**Yazılı alıştırma 1**
Verilen metinde pınar'a göre DKZ uygulayanların zayıflamadan önce ne oluyor?
+ + + + +
Umarım bu işi yürütürüm. Çünkü uzun zamandır olmadığım kadar rahatlık hissediyorum içinde.
pınar - Sal 04 Eyl, 2007 14:53
Mesaj konusu:
ayselcim dkz uygulayanlar hep aynı dıyguları paylaşıyorlar.zayıflamaktan önce
ruhumuz rahatlıyor.dkz nin başarısı bu bence.bunu başardıktan sonra ben inceleceğimize inanıyorum.belki biraz zamana ihtiyacımız olacak.sonuçta başaracağız.
turkuaz - Sal 04 Eyl, 2007 16:56
Mesaj konusu:
pınar ne güzel söylemişsin:"önce ruhumuz rahatlıyor"... evet, kesinlikle... ve şu var ki, bu sisteme alıştıktan sonra insan geri dönemiyor...
bazen içimdeki o ikinci ses (kötü olan!!!) diyor ki "hadi, yap bir şok diyet ve ver şu kilolarını çabucak, ne uğraşıyorsun!" itiraf ediyorum, zaman zaman aklıma geliyor hâlâ ama yok, olmaz! böyle mutlu oldum ben... ruhumu ve beynimi bu son derece rahat psikolojiden çıkarıp, o cendereye sokamam tekrar... galiba bu DKZ de bir çeşit virüs ve ben ömrümün sonuna kadar bu virüsle yaşayacağım...Very Happy...

aysel, devam, harikasın Very Happy ... buradaki arkadaşların hepsi süpper gerçekten...

hepiniz sevgiyle kalın...
+ + + + +
**Yazılı alıştırma 2**
Kayıtların başından başlayıp "684 585 L 662" geçen satırda biten bölümü aynen tekrar yazın.

**Veri kesitleri**
+ + + + +
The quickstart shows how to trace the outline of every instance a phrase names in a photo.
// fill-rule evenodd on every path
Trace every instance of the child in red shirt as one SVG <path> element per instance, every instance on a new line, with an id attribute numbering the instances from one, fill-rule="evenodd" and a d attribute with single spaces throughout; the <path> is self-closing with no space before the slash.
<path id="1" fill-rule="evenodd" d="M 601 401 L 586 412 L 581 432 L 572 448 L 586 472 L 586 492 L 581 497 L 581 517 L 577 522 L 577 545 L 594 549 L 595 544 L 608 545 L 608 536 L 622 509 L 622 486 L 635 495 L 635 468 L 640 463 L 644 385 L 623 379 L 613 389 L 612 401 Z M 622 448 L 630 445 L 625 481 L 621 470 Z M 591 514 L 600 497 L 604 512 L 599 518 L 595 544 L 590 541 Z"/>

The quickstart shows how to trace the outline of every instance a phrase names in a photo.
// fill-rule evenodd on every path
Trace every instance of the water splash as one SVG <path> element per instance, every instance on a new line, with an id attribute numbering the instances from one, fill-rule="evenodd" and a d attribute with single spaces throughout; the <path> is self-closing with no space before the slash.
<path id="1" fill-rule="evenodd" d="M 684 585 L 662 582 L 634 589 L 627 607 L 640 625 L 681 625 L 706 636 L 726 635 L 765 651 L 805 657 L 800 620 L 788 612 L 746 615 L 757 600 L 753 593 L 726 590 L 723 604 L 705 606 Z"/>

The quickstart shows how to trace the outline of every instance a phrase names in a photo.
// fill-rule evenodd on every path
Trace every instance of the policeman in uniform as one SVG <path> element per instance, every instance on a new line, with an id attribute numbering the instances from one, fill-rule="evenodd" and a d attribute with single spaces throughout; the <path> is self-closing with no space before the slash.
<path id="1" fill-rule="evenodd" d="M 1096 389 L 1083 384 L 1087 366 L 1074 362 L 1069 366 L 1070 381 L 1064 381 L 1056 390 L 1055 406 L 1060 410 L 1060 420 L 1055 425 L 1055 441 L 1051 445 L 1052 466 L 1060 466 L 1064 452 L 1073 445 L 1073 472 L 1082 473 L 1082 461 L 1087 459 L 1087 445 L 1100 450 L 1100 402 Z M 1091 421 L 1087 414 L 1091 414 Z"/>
+ + + + +
**Görev cevabı 1**
Zayıflamadan önce ruhları rahatlıyor.

**Görev cevabı 2**
The quickstart shows how to trace the outline of every instance a phrase names in a photo.
// fill-rule evenodd on every path
Trace every instance of the child in red shirt as one SVG <path> element per instance, every instance on a new line, with an id attribute numbering the instances from one, fill-rule="evenodd" and a d attribute with single spaces throughout; the <path> is self-closing with no space before the slash.
<path id="1" fill-rule="evenodd" d="M 601 401 L 586 412 L 581 432 L 572 448 L 586 472 L 586 492 L 581 497 L 581 517 L 577 522 L 577 545 L 594 549 L 595 544 L 608 545 L 608 536 L 622 509 L 622 486 L 635 495 L 635 468 L 640 463 L 644 385 L 623 379 L 613 389 L 612 401 Z M 622 448 L 630 445 L 625 481 L 621 470 Z M 591 514 L 600 497 L 604 512 L 599 518 L 595 544 L 590 541 Z"/>

The quickstart shows how to trace the outline of every instance a phrase names in a photo.
// fill-rule evenodd on every path
Trace every instance of the water splash as one SVG <path> element per instance, every instance on a new line, with an id attribute numbering the instances from one, fill-rule="evenodd" and a d attribute with single spaces throughout; the <path> is self-closing with no space before the slash.
<path id="1" fill-rule="evenodd" d="M 684 585 L 662 582 L 634 589 L 627 607 L 640 625 L 681 625 L 706 636 L 726 635 L 765 651 L 805 657 L 800 620 L 788 612 L 746 615 L 757 600 L 753 593 L 726 590 L 723 604 L 705 606 Z"/>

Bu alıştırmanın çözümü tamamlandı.